*** Task input
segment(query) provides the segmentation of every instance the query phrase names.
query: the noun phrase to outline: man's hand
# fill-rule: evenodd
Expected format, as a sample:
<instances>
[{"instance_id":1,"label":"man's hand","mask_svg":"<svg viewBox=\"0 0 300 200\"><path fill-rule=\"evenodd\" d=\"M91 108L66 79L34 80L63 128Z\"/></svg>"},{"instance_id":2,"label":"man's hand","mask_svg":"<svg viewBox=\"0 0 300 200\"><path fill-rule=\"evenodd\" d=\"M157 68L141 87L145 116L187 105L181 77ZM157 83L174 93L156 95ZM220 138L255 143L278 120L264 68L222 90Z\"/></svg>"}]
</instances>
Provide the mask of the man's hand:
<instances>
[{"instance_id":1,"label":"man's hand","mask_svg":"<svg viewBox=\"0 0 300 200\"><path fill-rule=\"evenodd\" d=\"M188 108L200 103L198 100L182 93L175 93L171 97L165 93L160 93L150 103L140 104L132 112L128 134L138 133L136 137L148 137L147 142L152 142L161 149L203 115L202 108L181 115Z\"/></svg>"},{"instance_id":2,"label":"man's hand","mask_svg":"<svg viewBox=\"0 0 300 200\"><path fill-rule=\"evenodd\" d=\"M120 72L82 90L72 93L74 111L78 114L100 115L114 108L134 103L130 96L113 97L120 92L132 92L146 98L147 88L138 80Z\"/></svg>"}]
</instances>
******
Direction. Go through the material above line by line and copy it exactly.

Solved problem.
segment(query) provides the segmentation of every instance the query phrase names.
query: the noun phrase to outline: man's hand
# fill-rule: evenodd
Expected format, as a sample:
<instances>
[{"instance_id":1,"label":"man's hand","mask_svg":"<svg viewBox=\"0 0 300 200\"><path fill-rule=\"evenodd\" d=\"M91 108L66 79L34 80L63 128Z\"/></svg>"},{"instance_id":2,"label":"man's hand","mask_svg":"<svg viewBox=\"0 0 300 200\"><path fill-rule=\"evenodd\" d=\"M157 68L141 87L145 116L187 105L181 77ZM157 83L174 93L156 95ZM220 138L255 143L278 120L264 68L222 90Z\"/></svg>"}]
</instances>
Provide the mask of the man's hand:
<instances>
[{"instance_id":1,"label":"man's hand","mask_svg":"<svg viewBox=\"0 0 300 200\"><path fill-rule=\"evenodd\" d=\"M188 108L200 103L198 100L182 93L175 93L171 97L165 93L160 93L150 103L140 104L132 112L128 134L138 133L136 137L148 137L147 142L152 142L161 149L203 115L202 108L181 115Z\"/></svg>"},{"instance_id":2,"label":"man's hand","mask_svg":"<svg viewBox=\"0 0 300 200\"><path fill-rule=\"evenodd\" d=\"M120 72L82 90L72 93L74 111L78 114L100 115L114 108L134 103L130 96L113 97L120 92L132 92L146 98L147 88L138 80Z\"/></svg>"}]
</instances>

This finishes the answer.